-- start Entries supplied --
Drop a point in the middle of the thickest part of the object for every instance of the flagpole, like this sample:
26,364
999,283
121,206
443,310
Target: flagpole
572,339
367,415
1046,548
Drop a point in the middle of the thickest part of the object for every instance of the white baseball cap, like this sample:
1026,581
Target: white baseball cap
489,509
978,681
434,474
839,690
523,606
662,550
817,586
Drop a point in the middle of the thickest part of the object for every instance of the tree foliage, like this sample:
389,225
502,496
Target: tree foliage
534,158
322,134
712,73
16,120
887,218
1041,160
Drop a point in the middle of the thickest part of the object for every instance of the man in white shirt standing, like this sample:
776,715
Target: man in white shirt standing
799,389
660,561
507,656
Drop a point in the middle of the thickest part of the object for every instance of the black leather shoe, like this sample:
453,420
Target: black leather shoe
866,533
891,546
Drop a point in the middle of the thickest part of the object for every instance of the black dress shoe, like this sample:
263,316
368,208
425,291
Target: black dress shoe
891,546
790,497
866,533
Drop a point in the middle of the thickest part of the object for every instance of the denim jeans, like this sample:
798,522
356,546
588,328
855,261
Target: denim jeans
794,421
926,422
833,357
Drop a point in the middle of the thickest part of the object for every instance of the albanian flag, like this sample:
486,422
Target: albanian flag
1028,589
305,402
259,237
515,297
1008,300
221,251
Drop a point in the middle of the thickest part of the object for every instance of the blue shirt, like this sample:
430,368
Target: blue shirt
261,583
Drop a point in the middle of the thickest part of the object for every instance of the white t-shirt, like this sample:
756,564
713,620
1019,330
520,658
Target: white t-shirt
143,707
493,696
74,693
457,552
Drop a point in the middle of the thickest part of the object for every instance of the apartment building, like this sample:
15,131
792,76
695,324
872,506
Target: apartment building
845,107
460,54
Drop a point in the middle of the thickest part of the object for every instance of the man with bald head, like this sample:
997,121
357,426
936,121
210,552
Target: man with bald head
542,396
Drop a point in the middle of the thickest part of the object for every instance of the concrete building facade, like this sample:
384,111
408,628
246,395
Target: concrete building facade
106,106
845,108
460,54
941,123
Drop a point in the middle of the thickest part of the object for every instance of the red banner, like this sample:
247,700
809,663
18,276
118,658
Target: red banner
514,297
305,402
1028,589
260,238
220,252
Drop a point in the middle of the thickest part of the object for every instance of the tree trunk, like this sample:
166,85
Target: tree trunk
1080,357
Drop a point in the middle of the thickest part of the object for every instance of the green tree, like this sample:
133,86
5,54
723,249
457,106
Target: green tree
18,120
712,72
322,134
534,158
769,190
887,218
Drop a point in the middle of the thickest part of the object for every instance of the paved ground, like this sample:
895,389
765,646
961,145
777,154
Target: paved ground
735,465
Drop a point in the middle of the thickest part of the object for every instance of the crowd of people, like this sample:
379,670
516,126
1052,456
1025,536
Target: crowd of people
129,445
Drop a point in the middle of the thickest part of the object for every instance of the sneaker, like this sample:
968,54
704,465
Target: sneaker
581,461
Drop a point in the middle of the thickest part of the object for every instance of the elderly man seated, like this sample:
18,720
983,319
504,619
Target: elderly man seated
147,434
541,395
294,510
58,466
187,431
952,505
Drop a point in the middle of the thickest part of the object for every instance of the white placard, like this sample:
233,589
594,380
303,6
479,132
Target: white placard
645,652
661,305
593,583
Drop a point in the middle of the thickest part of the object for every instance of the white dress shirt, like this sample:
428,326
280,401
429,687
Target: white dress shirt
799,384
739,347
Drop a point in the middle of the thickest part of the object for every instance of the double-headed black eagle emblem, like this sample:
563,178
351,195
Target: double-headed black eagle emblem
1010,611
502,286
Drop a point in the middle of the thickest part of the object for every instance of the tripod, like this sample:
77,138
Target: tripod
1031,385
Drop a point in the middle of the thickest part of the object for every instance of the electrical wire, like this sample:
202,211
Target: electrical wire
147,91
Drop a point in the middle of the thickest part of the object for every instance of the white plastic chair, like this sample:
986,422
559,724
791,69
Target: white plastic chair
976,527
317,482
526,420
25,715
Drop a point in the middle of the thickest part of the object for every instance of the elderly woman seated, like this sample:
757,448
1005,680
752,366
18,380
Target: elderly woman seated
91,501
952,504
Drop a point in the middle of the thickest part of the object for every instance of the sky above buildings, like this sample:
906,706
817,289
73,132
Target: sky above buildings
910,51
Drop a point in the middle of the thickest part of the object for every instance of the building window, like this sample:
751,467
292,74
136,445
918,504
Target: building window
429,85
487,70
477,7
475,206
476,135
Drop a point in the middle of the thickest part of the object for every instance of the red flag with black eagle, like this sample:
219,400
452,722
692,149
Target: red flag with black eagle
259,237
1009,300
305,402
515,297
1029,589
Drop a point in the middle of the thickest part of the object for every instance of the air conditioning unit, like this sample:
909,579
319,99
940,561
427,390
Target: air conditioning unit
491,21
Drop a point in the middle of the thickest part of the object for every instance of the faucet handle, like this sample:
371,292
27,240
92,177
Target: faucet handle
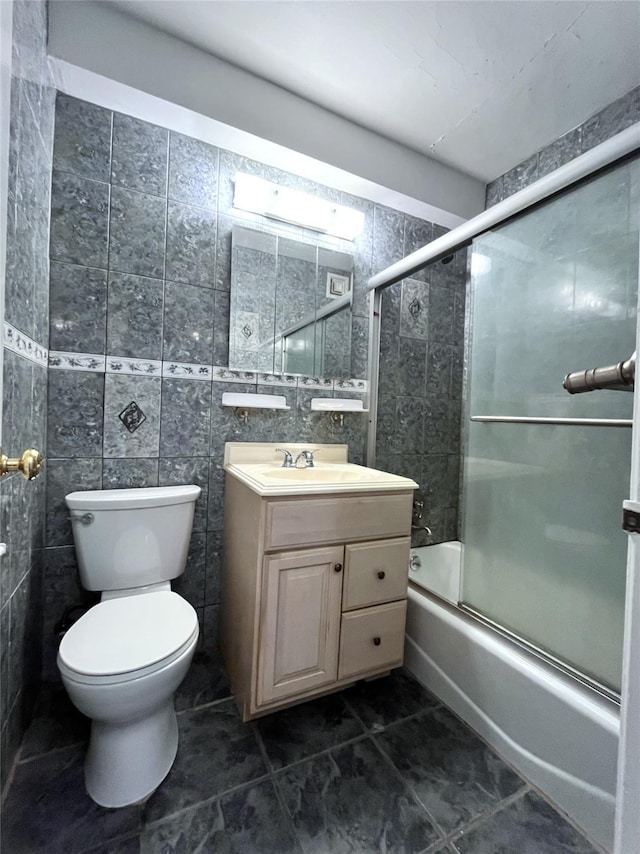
308,457
287,463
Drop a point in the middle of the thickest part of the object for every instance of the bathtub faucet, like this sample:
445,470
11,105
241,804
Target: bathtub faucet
422,528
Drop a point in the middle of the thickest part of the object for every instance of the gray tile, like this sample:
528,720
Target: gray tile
82,143
213,581
614,118
528,825
185,418
412,367
77,309
75,414
221,329
193,171
137,233
188,324
417,233
134,316
495,192
79,220
120,392
48,809
191,245
559,152
191,584
520,176
177,471
205,682
301,731
140,155
215,520
129,473
454,774
436,426
249,820
211,627
56,723
415,309
383,701
388,237
349,801
63,477
216,752
439,357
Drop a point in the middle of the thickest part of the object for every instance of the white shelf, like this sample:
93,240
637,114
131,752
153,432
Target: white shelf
337,404
254,401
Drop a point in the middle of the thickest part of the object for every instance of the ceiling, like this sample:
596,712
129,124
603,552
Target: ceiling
477,85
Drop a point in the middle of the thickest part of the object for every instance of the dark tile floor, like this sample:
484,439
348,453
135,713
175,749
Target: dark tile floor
380,767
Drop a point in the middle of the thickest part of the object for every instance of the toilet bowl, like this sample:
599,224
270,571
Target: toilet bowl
121,664
123,660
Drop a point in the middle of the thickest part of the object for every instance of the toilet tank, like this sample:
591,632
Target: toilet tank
131,537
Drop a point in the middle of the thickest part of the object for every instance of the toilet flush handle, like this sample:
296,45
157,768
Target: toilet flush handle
85,519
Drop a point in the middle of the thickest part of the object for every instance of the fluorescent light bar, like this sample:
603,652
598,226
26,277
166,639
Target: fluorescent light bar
275,202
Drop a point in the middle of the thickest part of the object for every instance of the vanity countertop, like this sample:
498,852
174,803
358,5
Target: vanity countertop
259,466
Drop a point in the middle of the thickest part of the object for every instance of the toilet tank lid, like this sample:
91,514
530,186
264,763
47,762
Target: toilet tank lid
128,499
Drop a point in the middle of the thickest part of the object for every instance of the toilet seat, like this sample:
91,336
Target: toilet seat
125,638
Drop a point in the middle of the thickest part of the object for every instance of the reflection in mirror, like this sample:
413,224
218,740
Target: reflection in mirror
290,306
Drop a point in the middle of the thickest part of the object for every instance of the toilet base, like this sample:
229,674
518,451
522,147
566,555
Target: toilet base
127,761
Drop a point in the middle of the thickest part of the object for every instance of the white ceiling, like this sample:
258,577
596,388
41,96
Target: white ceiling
477,85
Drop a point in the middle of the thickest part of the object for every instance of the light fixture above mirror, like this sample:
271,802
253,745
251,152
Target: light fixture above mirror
286,205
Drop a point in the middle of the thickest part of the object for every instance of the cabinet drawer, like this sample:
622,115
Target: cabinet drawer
372,638
375,572
316,521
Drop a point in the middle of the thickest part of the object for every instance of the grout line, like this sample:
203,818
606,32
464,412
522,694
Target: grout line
411,789
280,797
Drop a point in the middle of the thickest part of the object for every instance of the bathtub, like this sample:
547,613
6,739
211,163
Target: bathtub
561,735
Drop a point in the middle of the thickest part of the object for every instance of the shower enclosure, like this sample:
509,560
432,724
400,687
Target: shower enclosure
545,472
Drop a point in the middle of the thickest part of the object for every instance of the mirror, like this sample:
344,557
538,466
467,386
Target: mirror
290,306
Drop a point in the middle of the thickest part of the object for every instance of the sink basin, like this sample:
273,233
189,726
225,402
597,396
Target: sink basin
316,475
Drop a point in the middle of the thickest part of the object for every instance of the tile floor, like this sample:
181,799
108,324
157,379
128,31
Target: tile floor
380,767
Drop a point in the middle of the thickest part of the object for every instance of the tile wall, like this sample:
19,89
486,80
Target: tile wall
421,361
26,332
139,326
611,120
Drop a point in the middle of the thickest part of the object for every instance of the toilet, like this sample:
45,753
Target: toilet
123,660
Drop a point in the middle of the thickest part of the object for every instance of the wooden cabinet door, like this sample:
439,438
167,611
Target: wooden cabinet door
300,622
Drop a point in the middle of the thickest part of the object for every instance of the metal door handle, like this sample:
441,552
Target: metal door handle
620,377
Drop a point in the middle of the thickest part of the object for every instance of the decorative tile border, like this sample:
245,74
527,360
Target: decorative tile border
21,344
140,367
77,362
226,375
187,371
278,379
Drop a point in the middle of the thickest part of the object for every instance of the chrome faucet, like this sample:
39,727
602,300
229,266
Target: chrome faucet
307,456
287,463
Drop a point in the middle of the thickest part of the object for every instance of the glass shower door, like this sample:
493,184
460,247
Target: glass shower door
546,472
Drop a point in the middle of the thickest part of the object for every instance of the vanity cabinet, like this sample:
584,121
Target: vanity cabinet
314,592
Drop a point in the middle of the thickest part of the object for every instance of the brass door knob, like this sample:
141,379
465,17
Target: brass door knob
29,464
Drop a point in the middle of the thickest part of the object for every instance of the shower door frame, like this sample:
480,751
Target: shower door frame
618,147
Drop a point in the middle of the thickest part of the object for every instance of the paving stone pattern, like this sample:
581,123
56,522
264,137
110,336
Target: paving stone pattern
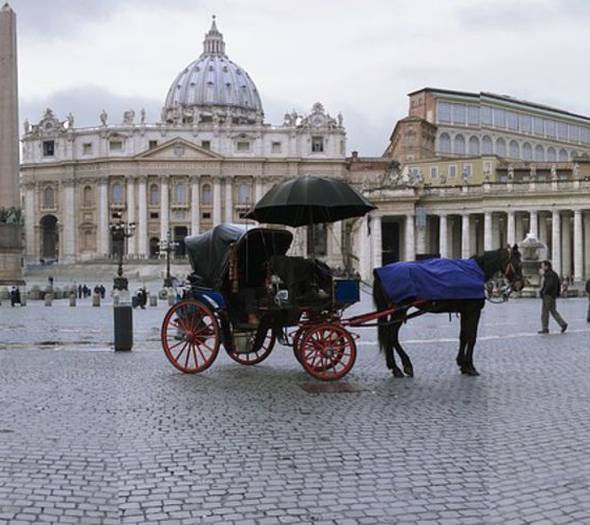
91,436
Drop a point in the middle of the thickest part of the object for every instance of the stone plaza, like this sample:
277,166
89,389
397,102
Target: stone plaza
91,436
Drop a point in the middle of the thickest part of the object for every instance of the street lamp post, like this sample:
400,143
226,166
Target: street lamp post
119,232
167,246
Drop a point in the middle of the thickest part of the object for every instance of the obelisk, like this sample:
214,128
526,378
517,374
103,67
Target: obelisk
10,228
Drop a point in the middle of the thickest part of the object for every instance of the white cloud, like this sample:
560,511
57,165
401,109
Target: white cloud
361,58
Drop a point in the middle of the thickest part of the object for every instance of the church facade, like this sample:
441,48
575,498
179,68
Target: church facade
207,160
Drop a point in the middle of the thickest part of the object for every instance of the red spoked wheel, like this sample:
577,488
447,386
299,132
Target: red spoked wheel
327,352
190,336
253,357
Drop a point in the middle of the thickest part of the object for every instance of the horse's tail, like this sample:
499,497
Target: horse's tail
384,328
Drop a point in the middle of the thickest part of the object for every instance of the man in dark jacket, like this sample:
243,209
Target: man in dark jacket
549,293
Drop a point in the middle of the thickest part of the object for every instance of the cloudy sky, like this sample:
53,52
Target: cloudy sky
357,57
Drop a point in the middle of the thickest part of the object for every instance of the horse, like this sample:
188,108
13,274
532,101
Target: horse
505,260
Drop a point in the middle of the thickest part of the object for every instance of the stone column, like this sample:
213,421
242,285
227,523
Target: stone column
103,218
487,231
30,212
195,205
556,241
216,201
465,236
510,229
578,247
376,243
142,241
566,245
410,254
164,208
534,223
69,229
131,241
229,200
443,236
9,144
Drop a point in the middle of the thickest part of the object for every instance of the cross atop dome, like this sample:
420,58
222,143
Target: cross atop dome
213,44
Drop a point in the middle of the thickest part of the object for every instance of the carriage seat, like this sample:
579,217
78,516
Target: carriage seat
307,281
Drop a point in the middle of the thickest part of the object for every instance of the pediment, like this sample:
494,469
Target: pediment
178,149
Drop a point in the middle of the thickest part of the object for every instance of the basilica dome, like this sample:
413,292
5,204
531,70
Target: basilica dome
212,88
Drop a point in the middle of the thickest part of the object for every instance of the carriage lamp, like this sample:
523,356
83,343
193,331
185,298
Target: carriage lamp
167,246
119,232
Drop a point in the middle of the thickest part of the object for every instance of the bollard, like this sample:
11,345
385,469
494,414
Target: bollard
123,316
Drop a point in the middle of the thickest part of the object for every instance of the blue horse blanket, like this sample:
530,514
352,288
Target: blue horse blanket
432,279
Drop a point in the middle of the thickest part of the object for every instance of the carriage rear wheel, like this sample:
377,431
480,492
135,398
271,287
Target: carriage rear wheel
255,356
190,336
327,351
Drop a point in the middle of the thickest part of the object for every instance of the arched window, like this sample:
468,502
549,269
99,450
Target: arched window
206,196
459,145
48,198
474,146
87,197
244,193
154,195
444,143
117,190
563,157
527,151
180,193
514,149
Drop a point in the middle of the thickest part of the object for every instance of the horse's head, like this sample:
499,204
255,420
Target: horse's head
512,268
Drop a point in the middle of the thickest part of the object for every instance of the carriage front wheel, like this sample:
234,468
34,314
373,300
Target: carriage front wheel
190,336
327,351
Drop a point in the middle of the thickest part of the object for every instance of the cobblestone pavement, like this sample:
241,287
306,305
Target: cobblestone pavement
91,436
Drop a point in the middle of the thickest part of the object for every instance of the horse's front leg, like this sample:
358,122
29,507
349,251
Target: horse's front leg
406,362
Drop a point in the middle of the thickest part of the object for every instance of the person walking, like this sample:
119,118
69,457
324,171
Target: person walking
549,294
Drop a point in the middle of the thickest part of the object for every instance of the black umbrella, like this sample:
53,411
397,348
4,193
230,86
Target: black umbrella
309,200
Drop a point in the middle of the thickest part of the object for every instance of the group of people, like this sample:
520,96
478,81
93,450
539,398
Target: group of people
551,289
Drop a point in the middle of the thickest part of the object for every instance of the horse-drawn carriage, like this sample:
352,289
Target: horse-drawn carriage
245,293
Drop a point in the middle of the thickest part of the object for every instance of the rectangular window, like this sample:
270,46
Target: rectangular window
574,133
317,144
548,125
511,120
525,123
48,148
473,115
443,112
486,115
499,118
459,113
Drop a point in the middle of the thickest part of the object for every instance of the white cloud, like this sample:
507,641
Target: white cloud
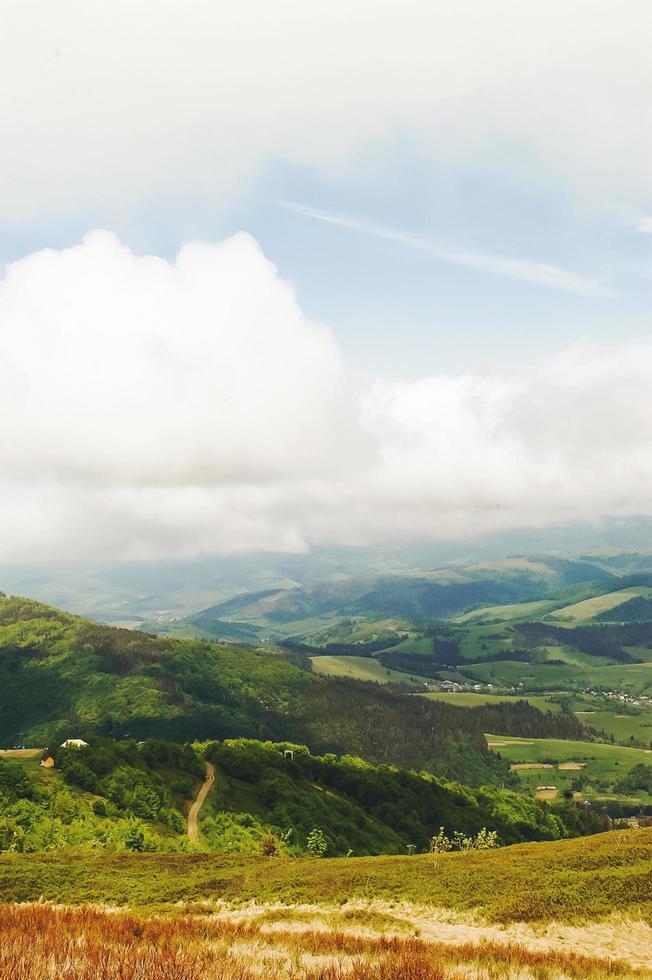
-- end Entries supplied --
● Exercise brief
Please return every line from the listing above that contains the word "paving".

● Solution for this task
Drop a point in the middle of the thickest part of the object for every instance of the paving stone pattern, like this sample:
Target: paving stone pattern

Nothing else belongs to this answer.